> _Задание_:
Изложите исходный текст о работе над фильмом «Сорок первый» в двух предложениях.

━━ Исходный текст ━━

Карта моей памяти - [9]
За двадцать с лишним лет работы в кинематографе, за период малокартинья, в который выживали лишь те, кто умел сожрать коллегу, выработались тонкие, точные приемы, не раз проверенные и испытанные на практике… Достигнуто было все. Успех, имя, слава. Но сил еще много, зубы крепкие и хочется добиться еще большего… Урусевский уже пару лет стремится к работе, где он сам будет и режиссером и оператором, а Белла – вторым режиссером.
„Сорок первый“ был избран трамплином для этой цели. Расчет точный. Сценарий интересный. Режиссер молодой и кажется порядочный малый. Он верит в высокое призвание человека, уважает честность, считает, что искренность – добродетель и т. д., т. е. полный дурак. Мы свалим его. Докажем всем, что он дерьмо. Сделаем так, что мы сняли картину и на этом основании сумеем претендовать на самостоятельную. Проигрыша нет. Изображение в ней всегда будет хорошее. Получится хорошая картина – „ее сделали мы“ (всем известно, что режиссер дерьмо). Получится плохая картина – „ничего не попишешь – режиссер дерьмо, а нас он не слушал“. Это даже удобней, чем сразу снимать самостоятельно и отвечать за все.

━━━
━━ Извлеченные строки ━━

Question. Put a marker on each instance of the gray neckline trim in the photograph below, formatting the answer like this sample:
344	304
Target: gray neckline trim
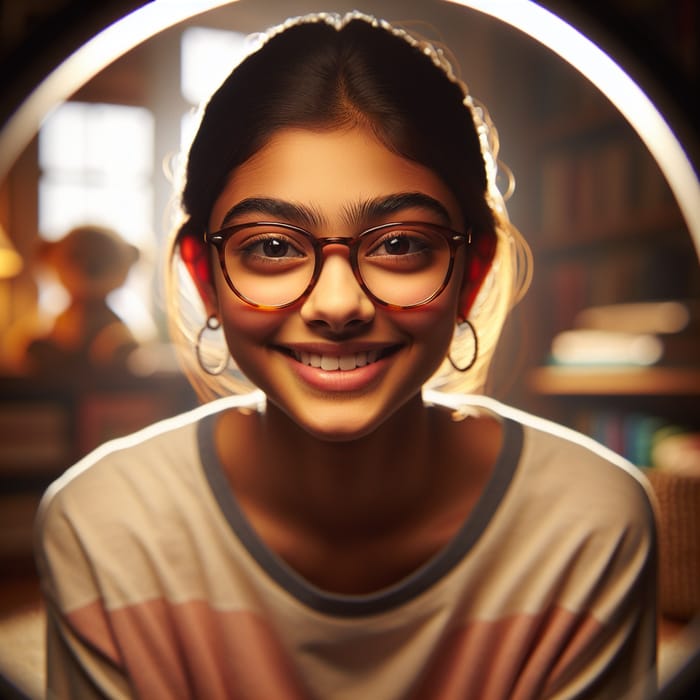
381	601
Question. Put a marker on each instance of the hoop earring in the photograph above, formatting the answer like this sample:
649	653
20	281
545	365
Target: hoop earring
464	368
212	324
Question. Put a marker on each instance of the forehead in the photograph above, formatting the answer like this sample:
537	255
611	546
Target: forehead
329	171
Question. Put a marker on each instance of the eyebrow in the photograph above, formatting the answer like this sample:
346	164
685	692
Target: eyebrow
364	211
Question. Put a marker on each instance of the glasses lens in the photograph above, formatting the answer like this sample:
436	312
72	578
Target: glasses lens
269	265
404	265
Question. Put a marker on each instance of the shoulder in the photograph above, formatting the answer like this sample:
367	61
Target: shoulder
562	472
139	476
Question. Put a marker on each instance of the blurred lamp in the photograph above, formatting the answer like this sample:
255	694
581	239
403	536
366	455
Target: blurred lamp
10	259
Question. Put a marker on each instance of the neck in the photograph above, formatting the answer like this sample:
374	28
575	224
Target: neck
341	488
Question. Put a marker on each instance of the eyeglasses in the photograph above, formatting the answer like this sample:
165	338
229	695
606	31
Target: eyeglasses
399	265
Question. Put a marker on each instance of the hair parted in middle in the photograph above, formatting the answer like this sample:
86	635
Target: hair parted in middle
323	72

━━━
━━ Извлеченные строки ━━

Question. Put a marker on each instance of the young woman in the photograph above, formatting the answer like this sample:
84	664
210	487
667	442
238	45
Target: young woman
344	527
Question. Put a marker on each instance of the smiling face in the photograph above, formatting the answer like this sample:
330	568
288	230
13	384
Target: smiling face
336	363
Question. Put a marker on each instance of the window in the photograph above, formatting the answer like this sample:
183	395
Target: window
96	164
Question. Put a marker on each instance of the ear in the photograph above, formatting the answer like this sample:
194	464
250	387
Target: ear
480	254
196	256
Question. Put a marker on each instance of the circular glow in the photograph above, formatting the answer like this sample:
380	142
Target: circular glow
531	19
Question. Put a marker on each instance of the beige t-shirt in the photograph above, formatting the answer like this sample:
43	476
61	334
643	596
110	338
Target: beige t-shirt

━━━
━━ Извлеченные строки ━━

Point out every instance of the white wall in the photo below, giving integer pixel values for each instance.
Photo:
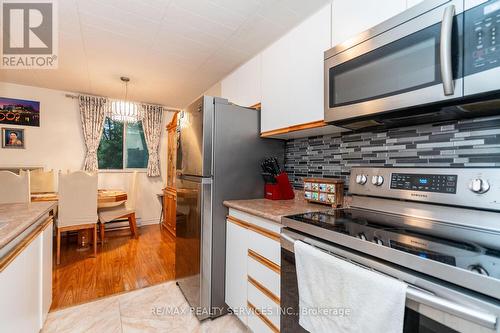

━━━

> _Ответ_:
Урусевский за двадцать с лишним лет в кино добился успеха, имени и славы и уже пару лет стремится к работе, где сам будет режиссером и оператором, а Белла вторым режиссером. Трамплином для этого выбран «Сорок первый» с молодым режиссером: план в том, чтобы выставить режиссера никчемным, хорошую картину объявить своей, а в плохой обвинить его.